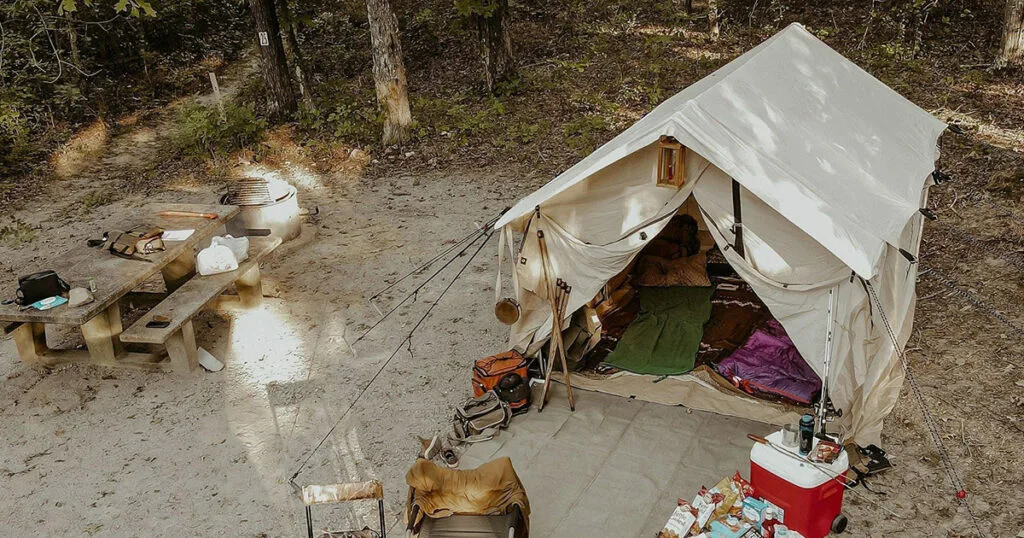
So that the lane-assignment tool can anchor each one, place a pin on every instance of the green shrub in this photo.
(203, 129)
(346, 116)
(16, 146)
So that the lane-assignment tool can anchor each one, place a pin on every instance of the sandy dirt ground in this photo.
(97, 452)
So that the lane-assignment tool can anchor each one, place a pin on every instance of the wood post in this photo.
(31, 341)
(250, 288)
(182, 349)
(101, 335)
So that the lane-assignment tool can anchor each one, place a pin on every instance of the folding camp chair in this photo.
(338, 493)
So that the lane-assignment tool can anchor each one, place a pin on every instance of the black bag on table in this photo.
(39, 286)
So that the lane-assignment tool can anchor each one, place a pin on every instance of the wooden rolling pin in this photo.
(211, 216)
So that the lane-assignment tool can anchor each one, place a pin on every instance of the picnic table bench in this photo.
(100, 321)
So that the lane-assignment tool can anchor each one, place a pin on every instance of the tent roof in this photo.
(834, 150)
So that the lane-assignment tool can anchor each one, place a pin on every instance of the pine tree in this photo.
(389, 72)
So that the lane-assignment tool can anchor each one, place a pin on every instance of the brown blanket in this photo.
(659, 273)
(492, 489)
(735, 312)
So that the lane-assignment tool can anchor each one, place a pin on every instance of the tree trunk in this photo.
(1012, 44)
(294, 53)
(713, 19)
(389, 72)
(496, 43)
(281, 96)
(76, 56)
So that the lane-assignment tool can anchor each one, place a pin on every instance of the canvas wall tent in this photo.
(833, 167)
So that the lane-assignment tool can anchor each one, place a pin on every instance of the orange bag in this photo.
(489, 371)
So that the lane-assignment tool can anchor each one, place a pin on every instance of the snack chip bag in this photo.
(680, 523)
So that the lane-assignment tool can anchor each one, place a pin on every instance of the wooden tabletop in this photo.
(115, 276)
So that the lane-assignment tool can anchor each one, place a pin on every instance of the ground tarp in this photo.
(615, 466)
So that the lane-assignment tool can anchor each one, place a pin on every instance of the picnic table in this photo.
(115, 278)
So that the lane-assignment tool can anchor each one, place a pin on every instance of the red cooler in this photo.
(810, 498)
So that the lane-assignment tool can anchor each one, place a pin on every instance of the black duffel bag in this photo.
(40, 286)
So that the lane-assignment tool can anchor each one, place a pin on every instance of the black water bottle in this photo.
(806, 435)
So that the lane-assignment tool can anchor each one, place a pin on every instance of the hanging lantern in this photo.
(671, 163)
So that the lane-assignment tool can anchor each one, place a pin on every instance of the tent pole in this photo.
(823, 402)
(558, 304)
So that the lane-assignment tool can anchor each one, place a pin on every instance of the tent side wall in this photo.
(595, 229)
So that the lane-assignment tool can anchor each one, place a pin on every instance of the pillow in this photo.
(659, 273)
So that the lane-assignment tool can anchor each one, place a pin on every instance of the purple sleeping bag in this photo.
(769, 363)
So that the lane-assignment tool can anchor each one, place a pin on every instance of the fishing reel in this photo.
(827, 416)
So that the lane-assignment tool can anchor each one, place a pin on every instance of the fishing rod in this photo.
(841, 479)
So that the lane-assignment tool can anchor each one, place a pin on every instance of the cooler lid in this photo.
(803, 473)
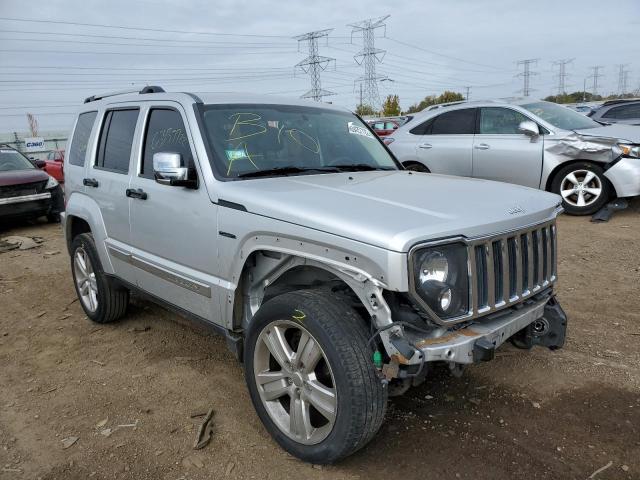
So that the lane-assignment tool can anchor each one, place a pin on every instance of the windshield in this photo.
(12, 160)
(560, 117)
(259, 140)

::::::

* Given instruction
Quote every line word for word and keep the images out of the copy.

* The response
So that the lane-assignment tool can anchor each one, place a pin on every instance of the green shrub in this photo.
(203, 129)
(346, 116)
(16, 146)
So that the lane-assignment tool can anchor each one, place a pin on every instance of the sandy dirt ground in this photo.
(97, 452)
So that the lane-assignment tool can anchor each one, place a pin on every instance of the wood post in this photo.
(31, 341)
(250, 288)
(182, 349)
(101, 335)
So that the lane-assignment tool can anchor each one, place a pin on every instance of the folding camp chair in this photo.
(338, 493)
So that the lane-assignment tool can anchor each one, place a pin on every instance of the black bag on table in this photo.
(39, 286)
So that the lane-assignment tool can anchor each one, place a pin on every instance of the wooden rolling pin in this photo.
(211, 216)
So that the lane-assignment tool can anchor each one, place a pin on every instance of the picnic table bench in this photo.
(100, 321)
So that the lane-assignment tool can anchor each one, place a pin on every instance of the tent roof in this photo.
(834, 150)
So that the lane-assignment tool can anchor each one, place a pin on every instance of the pine tree in this photo.
(389, 72)
So that the lane-assignment tool can anchor each one, place a pin on every instance of the brown blanket in this photo.
(659, 273)
(492, 489)
(735, 312)
So that the lane-assignment tool can anchor each one, place a pin on every instance of the tree trunk in this photo.
(1012, 44)
(294, 53)
(713, 19)
(389, 72)
(496, 43)
(281, 96)
(76, 56)
So that the lane-assignment tool can anchor each one, place a pin on every instance of the canvas wall tent in this photo.
(833, 167)
So that the lane-assignment tool can anchor each one, place a pin on every instance of the orange bag in this photo.
(489, 371)
So that the lane-assignment tool can anchor each one, place a pin on every instance of the snack chip bag in this photo.
(680, 523)
So that the lane-assignment tool can anchor each one, place a pin on every instance of the wooden tabletop in this photo.
(115, 276)
So that the lane-assignment tool can anchor each one, place a pin on every instance of the ground tarp in this photo.
(615, 466)
So that the lane-assignment tool can anchor each one, place a pin on every instance of the picnic table in this photo.
(115, 278)
So that the lane-assignment tool can anchor each one, place a pin on every instance of the red cooler in this photo.
(810, 498)
So that the lane-assignment tool can anchor each one, place a pin on every instance of the black duffel bag in this photo.
(40, 286)
So that the lane-assignment tool can anchor each one, place a pin on every instance of the black water bottle in this photo.
(806, 435)
So that the lane-assignment tool can anchor each one, place a pin on every instance of the hanging lantern in this photo.
(671, 163)
So that the lane-assignment tool can anchor each one, place a pin on every instance of the tent pole in this photo.
(823, 402)
(558, 304)
So that the lane-assignment tool can anchor each one, place a pin on every instance of the tent side wall in this photo.
(595, 229)
So that the lane-assignment tool can anchor each one, place a pin on every instance of the pillow in this photo.
(659, 273)
So that the lane-assignment tool can anchor each one, place a pin on every instance of the purple sleeping bag in this photo.
(769, 363)
So that the lane-assignment tool can anchor each one, place a pin on every instance of the fishing reel in this photo.
(827, 416)
So that the lane-assignment tool can anchor each one, place a pin on every instance of the fishing rod in this photo.
(841, 479)
So that the lane-assignment tool can anchor each one, place a pin on every instance of the cooler lid in this photo.
(803, 473)
So that the lane-assignment tool can anchor each one, place a pin on every instance of the windshield in this photo.
(12, 160)
(560, 117)
(259, 140)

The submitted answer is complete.